-- Text block follows --
The infection of the fungus can be carried by the air; but it seems likely that water, either flowing from infected fields or into which diseased canes and refuse have been thrown, is the chief agent for its diffusion. The water-logged condition of the ground, the lack of rotation, and the consequent exhaustion of the soil, are among other contributing causes.

A number of interesting results bearing upon defects in the present methods of sugar-cane cultivation have been obtained at the Samalkot farm by employing different manures, growing different varieties and raising selected canes under different systems. These are detailed in G.O. No. 1020, Revenue, dated 14th September 1904, pp. 20 ff. The chief conclusions arrived at are briefly: (l) that it is important to tread in the cuttings properly, (2) that they should be planted in rows so as to facilitate weeding, supervision and irrigation, (3) that they are best put out in trenches, (4) that the use of a rake to supplement two thorough weedings with the tolika would be easier and much less expensive than the use of the tolika throughout, (5) that green dressing is good, but that the plants usually employed by the ryots are leguminous and suffer from insect and other pests, and (6) that the use of cane trash as a mulch in the first instance and its burial in the fields after the canals are reopened has several advantages.
-- Text block concluded --
Render this sentence from the sugar-cane passage in French: "The water-logged condition of the ground, the lack of rotation, and the consequent exhaustion of the soil, are among other contributing causes." The material was drawn from a different source than the passage.
-- Extracted material follows --
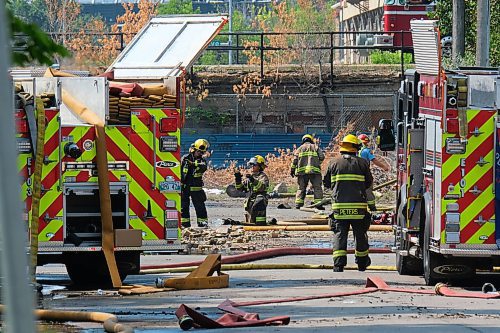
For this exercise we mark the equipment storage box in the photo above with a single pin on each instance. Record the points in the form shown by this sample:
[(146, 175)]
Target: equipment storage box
[(128, 237)]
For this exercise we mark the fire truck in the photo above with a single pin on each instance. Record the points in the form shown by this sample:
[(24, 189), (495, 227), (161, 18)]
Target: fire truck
[(399, 13), (139, 103), (448, 157)]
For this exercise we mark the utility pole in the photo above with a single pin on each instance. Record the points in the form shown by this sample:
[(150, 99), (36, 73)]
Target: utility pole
-- Extracted material concluded --
# [Result]
L'état détrempé du sol, l'absence de rotation et l'épuisement du sol qui en résulte comptent parmi les autres causes contributives.